** START OF Material for this exercise **

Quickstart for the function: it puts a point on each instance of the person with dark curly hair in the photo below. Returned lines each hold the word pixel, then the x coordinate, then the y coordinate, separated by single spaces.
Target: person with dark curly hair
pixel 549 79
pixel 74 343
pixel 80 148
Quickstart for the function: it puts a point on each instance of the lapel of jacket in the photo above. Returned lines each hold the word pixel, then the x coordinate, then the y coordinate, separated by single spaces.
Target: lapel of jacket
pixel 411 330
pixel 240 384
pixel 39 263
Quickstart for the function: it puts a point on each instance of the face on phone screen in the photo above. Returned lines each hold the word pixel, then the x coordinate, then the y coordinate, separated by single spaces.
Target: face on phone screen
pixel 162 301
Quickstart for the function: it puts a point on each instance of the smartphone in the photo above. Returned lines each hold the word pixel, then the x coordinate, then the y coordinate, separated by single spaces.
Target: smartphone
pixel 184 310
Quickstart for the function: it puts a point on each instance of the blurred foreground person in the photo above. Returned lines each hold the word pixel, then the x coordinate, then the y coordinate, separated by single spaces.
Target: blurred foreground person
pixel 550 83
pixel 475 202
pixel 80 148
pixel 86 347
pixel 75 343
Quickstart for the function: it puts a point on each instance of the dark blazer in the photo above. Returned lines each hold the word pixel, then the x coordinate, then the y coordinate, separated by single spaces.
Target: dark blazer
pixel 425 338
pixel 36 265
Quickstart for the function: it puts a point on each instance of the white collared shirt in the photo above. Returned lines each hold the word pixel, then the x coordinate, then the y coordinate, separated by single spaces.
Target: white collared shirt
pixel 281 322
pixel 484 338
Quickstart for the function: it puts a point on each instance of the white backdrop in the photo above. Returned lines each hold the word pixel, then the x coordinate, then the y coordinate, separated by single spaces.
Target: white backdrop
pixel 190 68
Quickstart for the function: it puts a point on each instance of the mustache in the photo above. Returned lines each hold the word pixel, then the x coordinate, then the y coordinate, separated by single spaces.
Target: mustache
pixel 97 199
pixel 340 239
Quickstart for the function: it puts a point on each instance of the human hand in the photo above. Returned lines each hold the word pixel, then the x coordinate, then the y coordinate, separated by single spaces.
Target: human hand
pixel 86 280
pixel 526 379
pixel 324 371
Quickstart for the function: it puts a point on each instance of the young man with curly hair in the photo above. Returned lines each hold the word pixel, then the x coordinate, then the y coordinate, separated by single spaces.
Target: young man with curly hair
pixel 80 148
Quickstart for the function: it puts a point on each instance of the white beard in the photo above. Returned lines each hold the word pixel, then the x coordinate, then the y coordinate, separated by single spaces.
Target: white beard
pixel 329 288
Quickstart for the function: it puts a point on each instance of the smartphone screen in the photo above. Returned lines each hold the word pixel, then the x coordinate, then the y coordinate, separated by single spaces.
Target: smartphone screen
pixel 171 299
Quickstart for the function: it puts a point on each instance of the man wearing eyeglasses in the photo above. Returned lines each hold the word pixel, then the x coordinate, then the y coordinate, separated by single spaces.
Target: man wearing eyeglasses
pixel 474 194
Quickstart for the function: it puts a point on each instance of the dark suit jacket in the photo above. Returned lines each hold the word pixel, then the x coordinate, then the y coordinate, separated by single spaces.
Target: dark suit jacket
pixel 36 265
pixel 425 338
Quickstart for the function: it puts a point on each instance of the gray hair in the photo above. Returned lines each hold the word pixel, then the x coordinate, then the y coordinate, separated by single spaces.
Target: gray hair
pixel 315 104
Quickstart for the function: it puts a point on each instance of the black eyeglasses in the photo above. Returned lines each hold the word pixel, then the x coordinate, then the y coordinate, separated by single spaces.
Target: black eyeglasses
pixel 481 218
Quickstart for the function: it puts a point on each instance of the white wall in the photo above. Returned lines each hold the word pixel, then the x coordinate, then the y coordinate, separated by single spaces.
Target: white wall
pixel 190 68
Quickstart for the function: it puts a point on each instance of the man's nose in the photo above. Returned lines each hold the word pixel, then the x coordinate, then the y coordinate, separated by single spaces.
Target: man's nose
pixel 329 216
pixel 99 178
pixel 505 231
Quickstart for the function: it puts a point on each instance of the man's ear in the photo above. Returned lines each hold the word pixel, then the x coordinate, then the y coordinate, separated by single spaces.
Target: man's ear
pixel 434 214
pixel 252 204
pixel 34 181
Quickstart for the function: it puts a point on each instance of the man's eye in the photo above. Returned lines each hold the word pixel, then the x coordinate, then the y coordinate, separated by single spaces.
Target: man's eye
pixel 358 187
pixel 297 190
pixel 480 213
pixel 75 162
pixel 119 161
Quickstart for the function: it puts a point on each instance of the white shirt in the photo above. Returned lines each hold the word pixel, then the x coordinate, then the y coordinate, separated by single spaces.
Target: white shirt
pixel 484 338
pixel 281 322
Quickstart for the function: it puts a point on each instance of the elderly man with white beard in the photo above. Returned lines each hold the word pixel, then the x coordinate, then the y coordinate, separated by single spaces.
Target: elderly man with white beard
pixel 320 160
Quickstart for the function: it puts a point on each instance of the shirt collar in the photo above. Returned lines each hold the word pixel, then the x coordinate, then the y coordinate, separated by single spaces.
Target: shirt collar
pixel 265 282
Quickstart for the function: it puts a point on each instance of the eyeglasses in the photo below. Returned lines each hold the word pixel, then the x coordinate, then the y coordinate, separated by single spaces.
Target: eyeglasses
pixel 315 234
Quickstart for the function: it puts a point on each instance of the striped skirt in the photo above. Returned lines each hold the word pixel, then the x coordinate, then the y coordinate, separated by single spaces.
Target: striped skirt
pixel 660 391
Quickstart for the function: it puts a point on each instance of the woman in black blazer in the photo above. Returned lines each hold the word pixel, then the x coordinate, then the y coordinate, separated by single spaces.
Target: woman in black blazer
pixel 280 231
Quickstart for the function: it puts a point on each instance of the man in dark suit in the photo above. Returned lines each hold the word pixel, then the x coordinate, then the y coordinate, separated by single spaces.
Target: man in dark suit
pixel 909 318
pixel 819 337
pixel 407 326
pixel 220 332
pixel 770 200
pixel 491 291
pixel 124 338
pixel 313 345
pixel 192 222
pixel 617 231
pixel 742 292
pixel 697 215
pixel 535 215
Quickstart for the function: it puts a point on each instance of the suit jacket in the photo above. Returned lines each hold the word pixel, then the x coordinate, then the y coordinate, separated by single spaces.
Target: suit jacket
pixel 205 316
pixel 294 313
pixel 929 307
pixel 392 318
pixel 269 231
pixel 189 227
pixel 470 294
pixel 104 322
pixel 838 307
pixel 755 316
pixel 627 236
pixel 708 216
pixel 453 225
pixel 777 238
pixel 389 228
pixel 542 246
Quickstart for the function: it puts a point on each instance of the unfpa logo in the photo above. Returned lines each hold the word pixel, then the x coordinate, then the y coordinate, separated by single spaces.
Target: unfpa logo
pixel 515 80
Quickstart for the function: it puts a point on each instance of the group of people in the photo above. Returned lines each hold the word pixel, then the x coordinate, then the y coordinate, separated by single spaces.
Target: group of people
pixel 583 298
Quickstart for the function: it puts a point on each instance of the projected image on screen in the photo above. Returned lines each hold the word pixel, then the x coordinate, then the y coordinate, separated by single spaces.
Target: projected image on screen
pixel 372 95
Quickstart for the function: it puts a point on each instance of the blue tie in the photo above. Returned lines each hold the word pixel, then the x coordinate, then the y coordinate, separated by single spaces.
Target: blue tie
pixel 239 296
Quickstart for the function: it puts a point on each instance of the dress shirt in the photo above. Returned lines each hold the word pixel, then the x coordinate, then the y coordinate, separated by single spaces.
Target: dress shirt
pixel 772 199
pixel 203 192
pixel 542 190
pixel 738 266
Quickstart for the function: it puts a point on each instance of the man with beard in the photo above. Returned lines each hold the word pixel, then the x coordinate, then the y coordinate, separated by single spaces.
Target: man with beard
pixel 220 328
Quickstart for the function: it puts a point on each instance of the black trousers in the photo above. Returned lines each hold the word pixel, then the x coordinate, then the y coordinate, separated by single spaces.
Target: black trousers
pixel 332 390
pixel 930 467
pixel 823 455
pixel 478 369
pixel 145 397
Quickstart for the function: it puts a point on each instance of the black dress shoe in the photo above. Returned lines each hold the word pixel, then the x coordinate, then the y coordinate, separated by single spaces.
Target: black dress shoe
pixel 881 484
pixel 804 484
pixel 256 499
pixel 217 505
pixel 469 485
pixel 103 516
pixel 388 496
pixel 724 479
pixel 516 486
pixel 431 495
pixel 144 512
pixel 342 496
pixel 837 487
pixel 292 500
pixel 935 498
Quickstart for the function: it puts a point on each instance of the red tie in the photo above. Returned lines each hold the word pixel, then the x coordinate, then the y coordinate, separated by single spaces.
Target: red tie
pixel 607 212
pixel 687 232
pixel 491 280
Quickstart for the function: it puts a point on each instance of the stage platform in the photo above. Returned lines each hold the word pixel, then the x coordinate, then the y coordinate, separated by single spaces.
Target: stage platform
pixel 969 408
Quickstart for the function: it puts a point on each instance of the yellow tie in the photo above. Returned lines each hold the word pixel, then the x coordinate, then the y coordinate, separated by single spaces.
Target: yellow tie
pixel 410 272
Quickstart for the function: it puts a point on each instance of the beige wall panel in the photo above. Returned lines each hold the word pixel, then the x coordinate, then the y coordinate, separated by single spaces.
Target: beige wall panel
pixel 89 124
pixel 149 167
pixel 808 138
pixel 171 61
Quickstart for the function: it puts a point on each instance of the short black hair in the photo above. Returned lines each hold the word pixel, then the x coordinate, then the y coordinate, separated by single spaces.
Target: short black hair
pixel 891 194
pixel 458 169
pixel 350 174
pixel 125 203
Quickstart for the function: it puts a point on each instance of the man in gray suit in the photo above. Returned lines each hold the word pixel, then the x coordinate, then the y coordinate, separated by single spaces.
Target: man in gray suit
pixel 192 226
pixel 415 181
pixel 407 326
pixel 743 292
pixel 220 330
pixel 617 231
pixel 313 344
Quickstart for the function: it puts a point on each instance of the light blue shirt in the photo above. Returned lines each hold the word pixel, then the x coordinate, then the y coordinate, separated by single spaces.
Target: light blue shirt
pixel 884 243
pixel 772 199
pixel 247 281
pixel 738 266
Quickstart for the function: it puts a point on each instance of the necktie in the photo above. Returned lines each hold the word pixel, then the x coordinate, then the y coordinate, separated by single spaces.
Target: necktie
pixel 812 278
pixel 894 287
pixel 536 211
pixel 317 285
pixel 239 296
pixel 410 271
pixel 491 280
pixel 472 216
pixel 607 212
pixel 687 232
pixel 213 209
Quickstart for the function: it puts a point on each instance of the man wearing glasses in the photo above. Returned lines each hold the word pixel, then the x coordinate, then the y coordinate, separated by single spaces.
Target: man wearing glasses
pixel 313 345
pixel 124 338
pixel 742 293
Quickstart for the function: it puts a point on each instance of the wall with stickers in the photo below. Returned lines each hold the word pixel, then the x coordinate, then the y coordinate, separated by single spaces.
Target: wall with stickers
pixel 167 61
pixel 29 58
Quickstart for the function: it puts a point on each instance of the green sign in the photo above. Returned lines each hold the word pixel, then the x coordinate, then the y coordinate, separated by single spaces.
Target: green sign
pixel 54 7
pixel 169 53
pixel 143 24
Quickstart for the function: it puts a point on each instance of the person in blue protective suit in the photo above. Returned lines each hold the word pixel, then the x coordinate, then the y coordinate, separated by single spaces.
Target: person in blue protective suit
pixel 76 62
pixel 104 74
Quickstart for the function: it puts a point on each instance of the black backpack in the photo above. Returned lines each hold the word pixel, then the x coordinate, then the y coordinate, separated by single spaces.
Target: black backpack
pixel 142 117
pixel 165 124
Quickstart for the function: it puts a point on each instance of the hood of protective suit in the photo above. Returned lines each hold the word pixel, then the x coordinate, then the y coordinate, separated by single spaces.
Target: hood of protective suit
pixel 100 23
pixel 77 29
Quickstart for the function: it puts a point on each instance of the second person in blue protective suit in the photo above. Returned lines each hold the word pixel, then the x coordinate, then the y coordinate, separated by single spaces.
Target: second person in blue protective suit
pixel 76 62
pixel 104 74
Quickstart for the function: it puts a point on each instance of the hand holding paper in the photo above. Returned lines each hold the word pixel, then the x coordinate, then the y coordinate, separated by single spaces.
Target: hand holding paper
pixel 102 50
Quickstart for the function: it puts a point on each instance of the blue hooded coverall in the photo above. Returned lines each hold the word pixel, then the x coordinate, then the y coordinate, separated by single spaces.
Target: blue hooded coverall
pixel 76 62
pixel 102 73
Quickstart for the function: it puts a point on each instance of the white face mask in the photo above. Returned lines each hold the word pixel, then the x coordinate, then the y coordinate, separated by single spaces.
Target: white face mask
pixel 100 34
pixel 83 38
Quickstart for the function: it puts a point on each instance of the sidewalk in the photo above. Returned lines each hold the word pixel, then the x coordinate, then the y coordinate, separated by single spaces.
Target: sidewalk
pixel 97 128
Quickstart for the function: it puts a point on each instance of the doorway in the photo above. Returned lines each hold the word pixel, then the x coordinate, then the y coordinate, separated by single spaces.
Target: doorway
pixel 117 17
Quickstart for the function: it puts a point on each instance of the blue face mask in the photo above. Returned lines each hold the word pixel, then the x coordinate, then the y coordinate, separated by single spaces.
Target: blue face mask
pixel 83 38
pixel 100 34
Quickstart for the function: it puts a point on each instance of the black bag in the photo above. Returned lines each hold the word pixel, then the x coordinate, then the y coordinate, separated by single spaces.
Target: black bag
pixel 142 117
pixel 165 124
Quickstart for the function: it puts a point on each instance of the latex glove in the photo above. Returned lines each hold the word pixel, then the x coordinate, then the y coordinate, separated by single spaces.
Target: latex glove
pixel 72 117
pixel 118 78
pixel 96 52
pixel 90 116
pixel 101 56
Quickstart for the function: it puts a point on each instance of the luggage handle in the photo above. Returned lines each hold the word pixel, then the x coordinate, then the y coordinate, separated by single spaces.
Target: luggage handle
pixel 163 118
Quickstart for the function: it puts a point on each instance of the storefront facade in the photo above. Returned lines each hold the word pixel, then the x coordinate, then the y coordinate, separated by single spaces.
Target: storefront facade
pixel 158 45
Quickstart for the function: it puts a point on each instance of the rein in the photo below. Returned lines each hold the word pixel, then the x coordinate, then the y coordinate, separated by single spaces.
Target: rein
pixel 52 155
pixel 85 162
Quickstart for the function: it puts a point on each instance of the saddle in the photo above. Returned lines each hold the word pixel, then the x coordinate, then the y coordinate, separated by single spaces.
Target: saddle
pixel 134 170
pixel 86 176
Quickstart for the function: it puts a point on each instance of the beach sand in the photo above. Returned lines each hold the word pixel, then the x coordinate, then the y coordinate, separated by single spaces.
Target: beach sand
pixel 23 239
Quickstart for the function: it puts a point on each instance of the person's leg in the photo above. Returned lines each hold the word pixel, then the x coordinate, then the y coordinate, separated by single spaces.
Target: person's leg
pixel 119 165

** END OF Material for this exercise **

- What is required:
Turn the lines above, from the line with "of the blurred" up to and including the line with "pixel 75 343", into a numbered list with blank lines left out.

- Finished task:
1. Quickstart for the function: it puts a point on each instance of the blurred foreground person in the photo above. Returned lines each hold the word pixel, then the x coordinate, then the y coordinate, separated by single spaces.
2. Target: blurred foreground person
3. pixel 550 83
4. pixel 475 202
5. pixel 80 148
6. pixel 86 347
7. pixel 75 343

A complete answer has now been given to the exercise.